■ Task objective ■
Please return every line of the records below that holds the word "bumper".

■ Supplied material ■
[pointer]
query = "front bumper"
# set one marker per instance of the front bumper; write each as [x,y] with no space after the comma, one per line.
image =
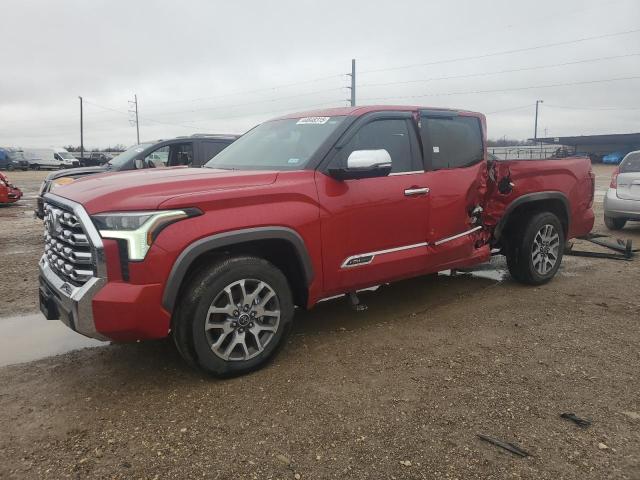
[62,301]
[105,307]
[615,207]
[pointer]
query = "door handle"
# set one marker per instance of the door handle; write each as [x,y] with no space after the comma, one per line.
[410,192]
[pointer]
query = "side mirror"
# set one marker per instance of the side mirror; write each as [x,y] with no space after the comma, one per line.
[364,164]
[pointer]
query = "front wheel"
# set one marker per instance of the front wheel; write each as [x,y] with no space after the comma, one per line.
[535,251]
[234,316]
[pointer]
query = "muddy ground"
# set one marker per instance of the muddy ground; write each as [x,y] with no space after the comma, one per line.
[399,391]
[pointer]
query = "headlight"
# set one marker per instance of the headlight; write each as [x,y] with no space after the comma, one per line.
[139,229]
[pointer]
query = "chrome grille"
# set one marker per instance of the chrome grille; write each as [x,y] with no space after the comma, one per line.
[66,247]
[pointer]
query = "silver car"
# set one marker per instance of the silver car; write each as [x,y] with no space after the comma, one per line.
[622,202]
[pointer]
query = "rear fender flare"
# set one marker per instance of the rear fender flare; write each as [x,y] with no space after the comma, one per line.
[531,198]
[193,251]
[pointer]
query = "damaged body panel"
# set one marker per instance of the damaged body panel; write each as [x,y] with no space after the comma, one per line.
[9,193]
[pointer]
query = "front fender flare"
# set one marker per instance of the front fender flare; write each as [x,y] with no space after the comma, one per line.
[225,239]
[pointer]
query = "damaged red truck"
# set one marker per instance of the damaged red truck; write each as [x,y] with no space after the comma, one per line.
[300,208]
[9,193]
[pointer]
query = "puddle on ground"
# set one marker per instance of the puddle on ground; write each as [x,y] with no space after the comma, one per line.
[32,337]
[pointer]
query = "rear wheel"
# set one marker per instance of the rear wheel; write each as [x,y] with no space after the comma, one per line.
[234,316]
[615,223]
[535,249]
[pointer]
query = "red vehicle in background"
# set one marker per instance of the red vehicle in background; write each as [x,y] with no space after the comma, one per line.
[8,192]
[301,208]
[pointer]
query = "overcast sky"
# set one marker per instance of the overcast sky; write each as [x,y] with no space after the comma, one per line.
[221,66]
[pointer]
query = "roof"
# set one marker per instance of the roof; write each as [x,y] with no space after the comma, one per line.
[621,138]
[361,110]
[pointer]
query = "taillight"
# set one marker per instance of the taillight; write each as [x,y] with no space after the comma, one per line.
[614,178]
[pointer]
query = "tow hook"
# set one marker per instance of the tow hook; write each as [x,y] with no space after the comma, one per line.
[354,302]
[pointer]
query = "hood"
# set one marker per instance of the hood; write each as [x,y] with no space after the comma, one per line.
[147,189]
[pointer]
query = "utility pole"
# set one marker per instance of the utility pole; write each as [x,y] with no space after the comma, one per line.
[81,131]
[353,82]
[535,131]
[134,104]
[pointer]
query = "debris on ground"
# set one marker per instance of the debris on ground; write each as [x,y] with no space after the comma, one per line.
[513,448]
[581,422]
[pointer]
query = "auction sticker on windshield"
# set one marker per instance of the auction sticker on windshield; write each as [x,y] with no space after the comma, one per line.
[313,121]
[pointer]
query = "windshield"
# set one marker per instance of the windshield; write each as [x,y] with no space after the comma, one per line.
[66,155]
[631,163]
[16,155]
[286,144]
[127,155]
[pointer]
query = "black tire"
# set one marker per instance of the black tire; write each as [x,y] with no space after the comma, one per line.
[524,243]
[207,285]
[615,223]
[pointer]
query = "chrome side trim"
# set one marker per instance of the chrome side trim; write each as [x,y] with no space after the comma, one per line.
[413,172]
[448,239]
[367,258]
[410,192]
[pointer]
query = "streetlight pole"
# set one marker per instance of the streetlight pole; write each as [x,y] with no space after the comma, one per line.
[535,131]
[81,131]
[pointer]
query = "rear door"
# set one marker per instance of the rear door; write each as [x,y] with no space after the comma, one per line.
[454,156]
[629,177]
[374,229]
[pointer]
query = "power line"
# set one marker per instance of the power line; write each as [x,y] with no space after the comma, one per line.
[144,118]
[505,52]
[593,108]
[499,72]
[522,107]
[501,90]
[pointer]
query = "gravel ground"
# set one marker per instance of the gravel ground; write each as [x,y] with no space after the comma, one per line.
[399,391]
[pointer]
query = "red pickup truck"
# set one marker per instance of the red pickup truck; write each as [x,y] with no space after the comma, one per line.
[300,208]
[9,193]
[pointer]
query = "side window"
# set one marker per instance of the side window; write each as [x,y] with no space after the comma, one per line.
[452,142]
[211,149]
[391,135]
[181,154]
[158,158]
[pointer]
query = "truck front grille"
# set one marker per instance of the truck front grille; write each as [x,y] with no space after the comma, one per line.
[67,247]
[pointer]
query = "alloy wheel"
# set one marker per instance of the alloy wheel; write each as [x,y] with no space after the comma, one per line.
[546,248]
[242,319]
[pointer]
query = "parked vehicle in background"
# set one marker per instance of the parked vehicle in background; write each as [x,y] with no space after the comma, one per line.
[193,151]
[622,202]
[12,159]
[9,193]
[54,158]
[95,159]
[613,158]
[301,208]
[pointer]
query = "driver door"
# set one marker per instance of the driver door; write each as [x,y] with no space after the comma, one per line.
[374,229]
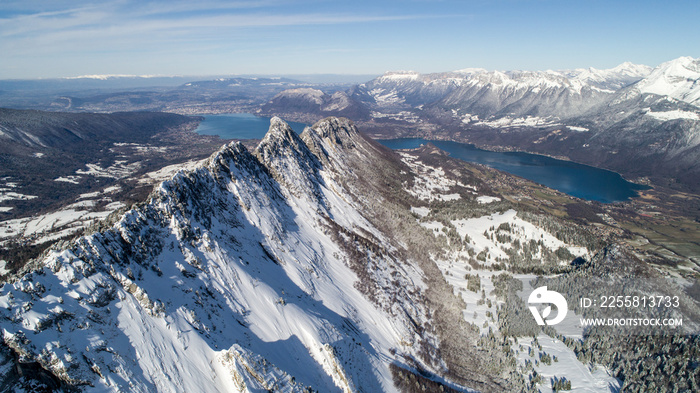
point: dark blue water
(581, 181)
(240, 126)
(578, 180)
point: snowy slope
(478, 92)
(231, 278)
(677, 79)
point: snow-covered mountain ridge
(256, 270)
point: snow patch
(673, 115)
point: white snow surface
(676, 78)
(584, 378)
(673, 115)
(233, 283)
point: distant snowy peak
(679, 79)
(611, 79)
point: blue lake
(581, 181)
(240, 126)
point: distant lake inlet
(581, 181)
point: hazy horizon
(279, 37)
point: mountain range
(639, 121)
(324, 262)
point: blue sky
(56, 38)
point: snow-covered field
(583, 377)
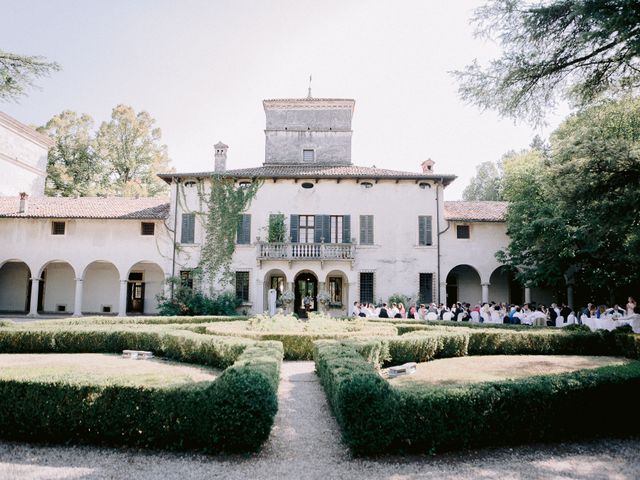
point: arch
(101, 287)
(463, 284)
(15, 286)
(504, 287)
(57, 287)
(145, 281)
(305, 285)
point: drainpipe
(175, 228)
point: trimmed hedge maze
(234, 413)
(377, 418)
==
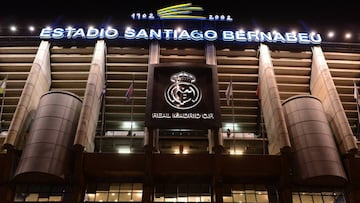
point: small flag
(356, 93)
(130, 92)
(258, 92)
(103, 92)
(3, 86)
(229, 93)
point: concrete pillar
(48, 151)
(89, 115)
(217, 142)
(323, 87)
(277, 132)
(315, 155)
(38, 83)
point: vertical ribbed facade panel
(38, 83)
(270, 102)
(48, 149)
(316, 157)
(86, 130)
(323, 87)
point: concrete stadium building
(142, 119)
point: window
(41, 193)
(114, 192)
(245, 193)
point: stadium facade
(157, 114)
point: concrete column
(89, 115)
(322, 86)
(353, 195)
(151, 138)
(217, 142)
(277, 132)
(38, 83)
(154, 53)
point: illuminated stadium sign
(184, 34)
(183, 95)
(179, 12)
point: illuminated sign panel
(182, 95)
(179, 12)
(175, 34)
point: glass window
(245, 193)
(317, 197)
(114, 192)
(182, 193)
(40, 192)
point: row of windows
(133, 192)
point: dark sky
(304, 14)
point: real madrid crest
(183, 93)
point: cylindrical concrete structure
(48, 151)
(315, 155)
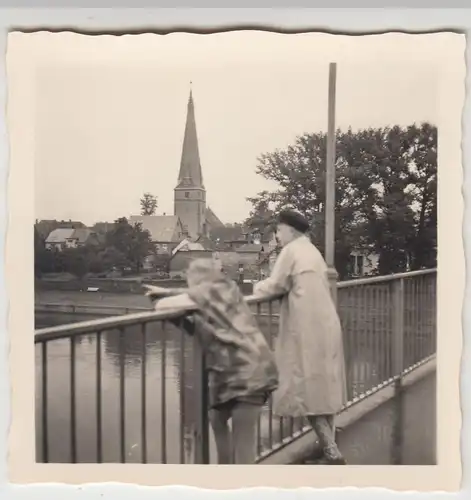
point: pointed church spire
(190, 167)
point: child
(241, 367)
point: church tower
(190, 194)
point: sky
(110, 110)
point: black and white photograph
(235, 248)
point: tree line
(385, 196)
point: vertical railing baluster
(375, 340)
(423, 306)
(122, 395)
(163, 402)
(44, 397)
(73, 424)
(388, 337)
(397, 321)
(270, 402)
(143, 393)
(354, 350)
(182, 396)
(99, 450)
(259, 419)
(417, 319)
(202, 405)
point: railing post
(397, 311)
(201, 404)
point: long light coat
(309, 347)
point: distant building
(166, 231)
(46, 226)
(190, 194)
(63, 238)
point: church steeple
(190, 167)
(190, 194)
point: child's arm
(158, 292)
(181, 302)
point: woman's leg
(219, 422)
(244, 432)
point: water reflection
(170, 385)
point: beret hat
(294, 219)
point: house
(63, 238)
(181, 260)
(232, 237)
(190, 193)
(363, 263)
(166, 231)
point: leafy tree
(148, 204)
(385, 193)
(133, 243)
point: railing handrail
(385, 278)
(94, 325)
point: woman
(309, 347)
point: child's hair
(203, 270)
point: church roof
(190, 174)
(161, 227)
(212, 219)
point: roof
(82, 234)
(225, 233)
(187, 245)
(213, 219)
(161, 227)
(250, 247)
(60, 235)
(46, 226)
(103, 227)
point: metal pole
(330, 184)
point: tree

■ Answer to this exercise ■
query = "front bumper"
# set one marker per instance of the front bumper; write each as [x,y] with no space after the comma, one per line.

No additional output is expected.